What the task asks: Collect each line in the listing below that contains the word "breast", copying those lines in full.

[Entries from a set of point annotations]
☆ ☆ ☆
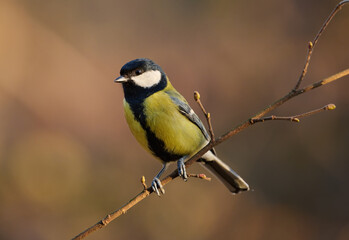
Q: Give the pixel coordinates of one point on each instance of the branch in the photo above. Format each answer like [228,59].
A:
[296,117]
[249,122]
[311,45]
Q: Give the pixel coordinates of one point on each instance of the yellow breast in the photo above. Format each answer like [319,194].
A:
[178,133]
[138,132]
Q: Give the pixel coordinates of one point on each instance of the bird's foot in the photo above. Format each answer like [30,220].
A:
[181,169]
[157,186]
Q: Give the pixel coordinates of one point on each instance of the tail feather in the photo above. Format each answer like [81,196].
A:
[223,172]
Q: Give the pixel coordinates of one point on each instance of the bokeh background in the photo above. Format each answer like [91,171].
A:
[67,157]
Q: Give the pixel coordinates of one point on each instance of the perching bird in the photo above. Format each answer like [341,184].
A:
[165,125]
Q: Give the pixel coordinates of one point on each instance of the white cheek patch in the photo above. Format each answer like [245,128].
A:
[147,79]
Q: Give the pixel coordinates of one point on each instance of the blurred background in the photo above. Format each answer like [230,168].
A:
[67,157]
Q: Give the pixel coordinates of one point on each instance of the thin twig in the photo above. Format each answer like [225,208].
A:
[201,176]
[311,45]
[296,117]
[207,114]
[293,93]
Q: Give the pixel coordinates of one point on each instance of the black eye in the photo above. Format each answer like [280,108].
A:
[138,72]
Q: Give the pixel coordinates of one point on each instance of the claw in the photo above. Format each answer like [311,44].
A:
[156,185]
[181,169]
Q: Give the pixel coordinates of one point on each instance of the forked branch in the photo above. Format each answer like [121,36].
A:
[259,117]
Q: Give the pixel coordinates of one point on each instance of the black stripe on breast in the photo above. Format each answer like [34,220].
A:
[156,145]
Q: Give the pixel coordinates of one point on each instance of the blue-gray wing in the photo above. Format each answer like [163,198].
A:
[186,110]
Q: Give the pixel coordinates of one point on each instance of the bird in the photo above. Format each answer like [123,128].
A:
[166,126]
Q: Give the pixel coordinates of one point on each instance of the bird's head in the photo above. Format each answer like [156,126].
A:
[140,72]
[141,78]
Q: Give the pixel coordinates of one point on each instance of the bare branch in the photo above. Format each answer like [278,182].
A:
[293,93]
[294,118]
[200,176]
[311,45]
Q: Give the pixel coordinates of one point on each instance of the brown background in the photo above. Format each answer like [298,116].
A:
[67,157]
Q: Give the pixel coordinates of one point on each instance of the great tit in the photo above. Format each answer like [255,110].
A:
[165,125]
☆ ☆ ☆
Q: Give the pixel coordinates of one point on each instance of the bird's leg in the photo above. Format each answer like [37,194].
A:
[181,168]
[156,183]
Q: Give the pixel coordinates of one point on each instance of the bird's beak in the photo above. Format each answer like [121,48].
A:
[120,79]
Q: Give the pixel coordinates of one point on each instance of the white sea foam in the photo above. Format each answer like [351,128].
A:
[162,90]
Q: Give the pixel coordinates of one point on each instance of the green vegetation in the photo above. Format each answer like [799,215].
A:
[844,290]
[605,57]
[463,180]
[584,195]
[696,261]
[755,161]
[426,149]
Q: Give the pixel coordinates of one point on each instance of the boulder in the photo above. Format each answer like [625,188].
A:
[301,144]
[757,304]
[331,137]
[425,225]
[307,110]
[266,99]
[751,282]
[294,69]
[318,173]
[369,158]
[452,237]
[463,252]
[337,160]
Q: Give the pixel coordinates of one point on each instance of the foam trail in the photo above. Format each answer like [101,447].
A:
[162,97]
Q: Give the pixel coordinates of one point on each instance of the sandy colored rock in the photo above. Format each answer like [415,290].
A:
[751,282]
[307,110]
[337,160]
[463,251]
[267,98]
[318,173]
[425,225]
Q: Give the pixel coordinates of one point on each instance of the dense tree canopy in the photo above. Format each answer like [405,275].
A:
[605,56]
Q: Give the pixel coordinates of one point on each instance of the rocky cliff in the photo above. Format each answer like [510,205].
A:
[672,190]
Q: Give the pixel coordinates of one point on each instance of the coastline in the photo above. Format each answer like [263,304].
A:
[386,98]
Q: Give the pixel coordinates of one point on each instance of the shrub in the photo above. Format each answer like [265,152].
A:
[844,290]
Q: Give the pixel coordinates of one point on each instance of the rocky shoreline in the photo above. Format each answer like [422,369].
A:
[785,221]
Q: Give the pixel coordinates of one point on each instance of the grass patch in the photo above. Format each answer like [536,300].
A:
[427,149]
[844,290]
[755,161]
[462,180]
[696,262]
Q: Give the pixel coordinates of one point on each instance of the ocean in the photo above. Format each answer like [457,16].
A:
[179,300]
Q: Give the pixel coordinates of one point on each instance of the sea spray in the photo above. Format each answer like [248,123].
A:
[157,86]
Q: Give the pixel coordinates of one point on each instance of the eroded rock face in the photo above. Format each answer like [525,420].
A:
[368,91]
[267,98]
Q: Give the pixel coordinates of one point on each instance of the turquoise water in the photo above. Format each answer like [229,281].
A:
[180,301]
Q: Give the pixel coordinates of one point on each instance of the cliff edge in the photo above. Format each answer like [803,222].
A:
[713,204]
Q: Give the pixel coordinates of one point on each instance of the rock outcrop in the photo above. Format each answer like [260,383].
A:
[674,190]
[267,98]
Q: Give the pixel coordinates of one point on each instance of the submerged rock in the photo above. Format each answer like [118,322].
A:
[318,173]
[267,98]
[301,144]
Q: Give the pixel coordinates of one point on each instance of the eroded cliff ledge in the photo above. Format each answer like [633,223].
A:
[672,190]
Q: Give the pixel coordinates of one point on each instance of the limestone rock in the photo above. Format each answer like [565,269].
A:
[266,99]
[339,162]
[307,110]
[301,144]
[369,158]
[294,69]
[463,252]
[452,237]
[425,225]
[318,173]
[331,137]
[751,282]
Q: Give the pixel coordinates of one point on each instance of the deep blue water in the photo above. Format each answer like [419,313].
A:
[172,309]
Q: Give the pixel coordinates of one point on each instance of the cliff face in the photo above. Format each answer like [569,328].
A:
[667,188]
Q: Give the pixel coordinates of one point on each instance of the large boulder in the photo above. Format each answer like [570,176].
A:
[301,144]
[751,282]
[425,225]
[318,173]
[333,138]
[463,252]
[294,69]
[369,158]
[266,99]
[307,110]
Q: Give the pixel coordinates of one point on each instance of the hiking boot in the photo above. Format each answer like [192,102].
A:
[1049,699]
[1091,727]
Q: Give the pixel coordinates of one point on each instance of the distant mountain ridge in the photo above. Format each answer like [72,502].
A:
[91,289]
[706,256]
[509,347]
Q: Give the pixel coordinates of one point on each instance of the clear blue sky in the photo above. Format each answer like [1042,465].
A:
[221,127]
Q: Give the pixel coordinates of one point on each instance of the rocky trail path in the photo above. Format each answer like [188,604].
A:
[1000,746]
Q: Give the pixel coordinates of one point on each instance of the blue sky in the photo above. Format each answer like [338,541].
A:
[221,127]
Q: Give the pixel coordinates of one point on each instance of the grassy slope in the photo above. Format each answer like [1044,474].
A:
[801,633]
☆ ☆ ☆
Result:
Q: Give the pixel coordinates of one point on each instance of the yellow breast in the photo above. Format each answer like [319,194].
Q: Give the pixel coordinates of one point on each instance of the black stripe on breast in the photo above. Format each answer like [34,220].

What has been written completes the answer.